== Data extract ==
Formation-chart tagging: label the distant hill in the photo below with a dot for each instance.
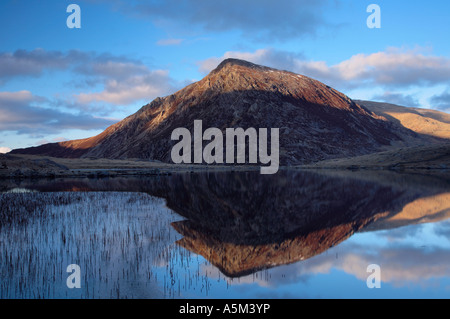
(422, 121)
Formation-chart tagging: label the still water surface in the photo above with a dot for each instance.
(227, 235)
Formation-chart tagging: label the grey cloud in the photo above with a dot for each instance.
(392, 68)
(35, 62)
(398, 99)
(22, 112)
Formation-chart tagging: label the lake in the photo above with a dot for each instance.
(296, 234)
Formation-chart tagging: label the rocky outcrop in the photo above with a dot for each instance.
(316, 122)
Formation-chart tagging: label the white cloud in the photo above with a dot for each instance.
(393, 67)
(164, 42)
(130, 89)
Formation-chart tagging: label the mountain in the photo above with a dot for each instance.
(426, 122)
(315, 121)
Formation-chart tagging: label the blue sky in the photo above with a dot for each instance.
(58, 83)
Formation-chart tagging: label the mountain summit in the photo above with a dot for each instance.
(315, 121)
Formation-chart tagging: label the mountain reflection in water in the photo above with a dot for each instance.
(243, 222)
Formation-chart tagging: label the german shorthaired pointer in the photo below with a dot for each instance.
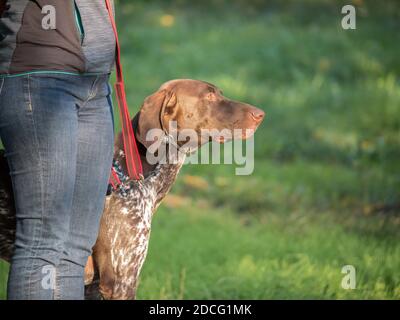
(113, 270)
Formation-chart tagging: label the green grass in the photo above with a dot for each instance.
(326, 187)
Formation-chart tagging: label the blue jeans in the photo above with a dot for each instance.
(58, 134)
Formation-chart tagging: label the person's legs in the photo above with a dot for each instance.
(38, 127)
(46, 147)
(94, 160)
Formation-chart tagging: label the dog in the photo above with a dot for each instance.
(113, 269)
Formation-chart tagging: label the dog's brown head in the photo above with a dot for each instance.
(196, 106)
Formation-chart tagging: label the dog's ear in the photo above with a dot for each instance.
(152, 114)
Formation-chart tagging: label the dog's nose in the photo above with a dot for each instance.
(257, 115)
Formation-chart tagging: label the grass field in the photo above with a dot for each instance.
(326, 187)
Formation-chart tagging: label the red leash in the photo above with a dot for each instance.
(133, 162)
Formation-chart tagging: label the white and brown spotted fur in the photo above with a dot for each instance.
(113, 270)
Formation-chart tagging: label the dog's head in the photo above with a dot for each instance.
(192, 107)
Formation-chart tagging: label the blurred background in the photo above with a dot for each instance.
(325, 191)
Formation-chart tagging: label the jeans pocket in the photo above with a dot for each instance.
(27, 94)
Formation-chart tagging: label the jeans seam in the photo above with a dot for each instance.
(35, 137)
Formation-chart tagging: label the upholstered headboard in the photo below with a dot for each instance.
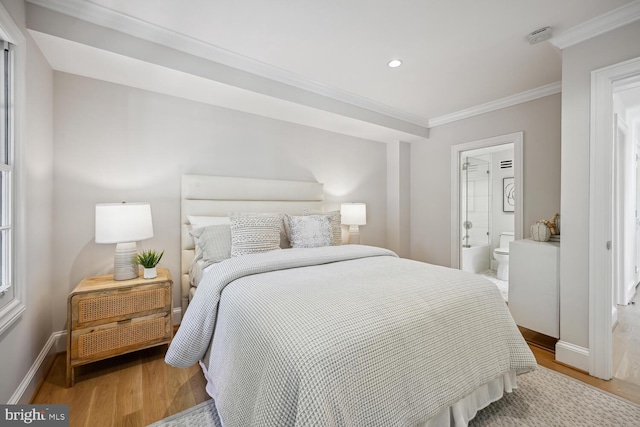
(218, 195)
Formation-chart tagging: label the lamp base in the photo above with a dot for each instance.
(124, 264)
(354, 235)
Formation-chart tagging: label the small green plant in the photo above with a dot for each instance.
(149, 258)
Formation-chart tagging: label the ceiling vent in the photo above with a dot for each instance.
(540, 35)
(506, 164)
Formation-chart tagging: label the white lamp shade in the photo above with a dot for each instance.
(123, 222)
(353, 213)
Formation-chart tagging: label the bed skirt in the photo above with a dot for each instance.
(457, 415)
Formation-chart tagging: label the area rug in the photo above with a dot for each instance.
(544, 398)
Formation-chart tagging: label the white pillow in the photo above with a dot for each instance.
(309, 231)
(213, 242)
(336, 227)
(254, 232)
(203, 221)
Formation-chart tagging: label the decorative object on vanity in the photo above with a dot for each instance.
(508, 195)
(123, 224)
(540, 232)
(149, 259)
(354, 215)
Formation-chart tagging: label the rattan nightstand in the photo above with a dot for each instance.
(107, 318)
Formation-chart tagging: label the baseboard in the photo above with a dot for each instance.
===
• Brief: An unaltered copy of the material, without images, should be set down.

• Response:
Formation-chart tagging: label the distant hill in the photo below with a dot for each instance.
(422, 121)
Formation-chart tagging: label the still water surface in the photo above with a dot for each instance.
(227, 235)
Formation-chart tagging: label the grey cloud in the photo above with a dot for each instance.
(392, 68)
(35, 62)
(398, 99)
(22, 112)
Formation-chart tagging: label the lake in the photo above with a dot for each instance.
(296, 234)
Formation-chart tagging: label the rocky outcrop in the photo above with a dot for each instance.
(316, 122)
Formation-chart tagging: label the white cloud in the photo above with a dot for each instance.
(393, 67)
(164, 42)
(130, 89)
Formation-chart tagging: label the mountain in the photo above with a dot for each instance.
(426, 122)
(315, 121)
Formation-chart tagging: label the blue sky in the photo above with a dot for each instance.
(58, 83)
Formation-chart tagging: label the mountain summit in the photo above with a dot for each instance.
(315, 121)
Formation-chart tagging: label the mountain reflection in water in the photo above with a dot for each instance.
(243, 222)
Formation-chart tagging: label the german shorthaired pointer in the photo below with a dot for each instance.
(113, 270)
Formation-chart tagging: label the green grass in the photo above with a dot for each instance.
(326, 187)
Formation-chart tagging: label the blue jeans in the photo above with a dot for each instance.
(58, 134)
Formation-chart tagging: label the person's legs in the photo above with a dot for each instance.
(38, 127)
(46, 147)
(94, 160)
Formation-chart tagging: label the dog in the photo above with a dot for each instance.
(113, 269)
Formation-chart tagging: label the dog's brown head in the photo above with a dot for each instance.
(196, 106)
Formation-chart tagging: label the dog's ear in the photo above with a dot for each instance.
(152, 114)
Formation-chart tagging: label the dog's nose in the photo above with a dot for each instance.
(257, 115)
Formation-chart tagging: label the grass field in the photo above with a dot for each instance.
(326, 187)
Formation-chart tagging: label the red leash in the photo above with a dot for each instance.
(133, 162)
Formation-chart tagging: label the white and brown spotted fur in the photo above with a dot for each instance.
(113, 270)
Formation-chart tagging: label the dog's head in the photo above with a dot for each instance.
(192, 107)
Formation-chart tagging: label the blurred background in the photo above with a dot for each instance.
(325, 191)
Formation-chart tagging: label the jeans pocket in the photo above with a dot for each instance.
(27, 94)
Formation-chart tagging: label the jeans seam in the photo above with a dot for each instance.
(35, 137)
Formation-chart tagging: label the upholstered headboard in the photo below with a dot for each instance.
(218, 195)
Formation-chart tagging: label the lamp base in the photo above with a dot for each instance.
(124, 264)
(354, 235)
Formation-chart tagging: label the small green plant in the photo above with a dot for each instance.
(149, 258)
Formation-chart tagging: label the ceiling vent in the photo above with a dot for each instance.
(540, 35)
(506, 164)
Formation-chart tagging: label the white lamp shade in the photo above with a dot for each instance.
(123, 222)
(353, 213)
Formation-chart tagging: label the bed skirt in the photo above with a dot for each instance.
(457, 415)
Formation-chart tagging: label the area rug in the photo above with a dot for each instance.
(544, 398)
Formation-chart tagging: label the white pillow in the photo above with a dot for each instance.
(309, 231)
(213, 242)
(336, 227)
(254, 232)
(203, 221)
Formation-chart tagging: label the decorative object on vanity in the photo above with a dot for each instance.
(508, 195)
(123, 224)
(540, 232)
(149, 259)
(354, 215)
Formation-chart tagging: label the rattan nightstand in the photo above with a dot for each instance.
(107, 318)
Formation-chart tagging: label the baseboard in the photo above with a dot for each instance.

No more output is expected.